• _WORK INSTRUCTIONS_
(1) In the Phoenix Park murders review, with what weapons were Thomas Burke and Lord Frederick Cavendish killed?
(2) Carry the Phoenix Park murders review forward from its final sentence with the next paragraph.

• _DOCUMENT TEXT_
+ + + +

The Irish Assassins: Conspiracy, Revenge, And the Phoenix Park Murders that Stunned Victorian England
Author: Julie Kavanagh
Grove/Atlantic, Inc., 2021. 416 pages.
Reviewer: Brian Griffin ǀ March 2022
On 6th May 1882, during the troubled period in Irish history known as the Land War, two of the most important men in the British administration of Ireland – Thomas Burke, the under-secretary for Ireland, and Lord Frederick Cavendish, the newly-appointed and recently-arrived chief secretary for Ireland – were brutally stabbed to death with surgical knives in Dublin’s Phoenix Park, just a few hundred yards from the vice-regal lodge, the residence of the Irish lord lieutenant, Earl Spencer. The assassins were members of a hitherto unknown republican secret society, the Irish National Invincibles. The murders of Cavendish and Burke shocked public opinion in Ireland, Britain and further afield, and led to a determined police effort to identify and catch the killers. This was eventually successful, with 25 of the Dublin-based conspirators and their helpers being arrested, mainly due to the efforts of Inspector John Mallon of the Dublin Metropolitan Police’s “G” or detective division. Mallon also persuaded several of the arrested Invincibles to turn Queen’s evidence against their colleagues, with the result that five of the principals in the murders were sentenced to death and hanged in Kilmainham Prison in May and June 1883. The Invincibles’ story did not end with the executions, however. There was a further sensational development in July, when James Carey, the reviled Invincible informer who saved his skin by providing damning evidence against his fellow conspirators, was murdered on board ship while traveling to a new life in South Africa. Carey, who was traveling under a false identity, was recognised by an Irish passenger, Patrick O’Donnell, who shot him, a deed for which O’Donnell went to the gallows in December 1883.

+ + + +

• _GIVEN DATA_

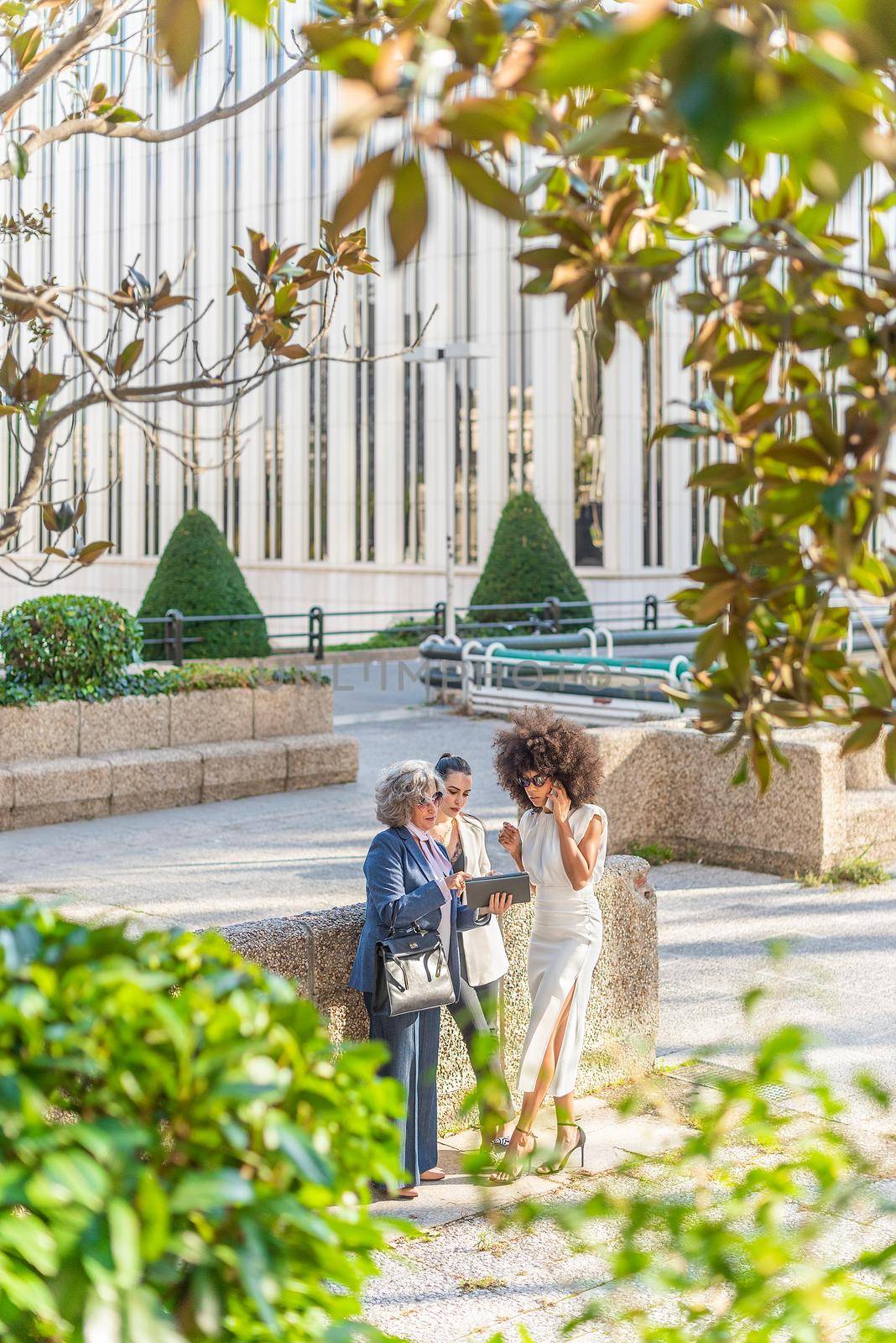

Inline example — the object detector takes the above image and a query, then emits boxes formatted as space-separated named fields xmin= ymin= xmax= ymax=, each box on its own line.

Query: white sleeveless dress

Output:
xmin=519 ymin=803 xmax=607 ymax=1096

+ + + +

• _OUTPUTS IN ORDER_
(1) Surgical knives.

(2)
The Phoenix Park murders and their aftermath have already been explored by a number of historians, but Kavanagh’s account is the most accomplished to date. Kavanagh makes skilful use of contemporary newspapers, diaries, letters and police reports, as well as published memoirs of key political figures from the period, to create a vivid portrayal of this key episode in Irish history. Her focus shifts frequently in a carefully plotted and fast-moving narrative that is always accessible to the reader: one moment one is eavesdropping on the conversations of Invincibles in public houses and hotels in Dublin and Paris, the next one is present when Queen Victoria is pressing officials for minute details of the Phoenix Park murders or of the Invincibles’ trials. Kavanagh’s presentation of the evidence is masterful, with numerous well-chosen quotations from her primary sources helping to re-create the murky world in which the Invincibles operated and documenting how their bloody deed in the Phoenix Park impacted on Irish and British politics and political figures in both the short and long term.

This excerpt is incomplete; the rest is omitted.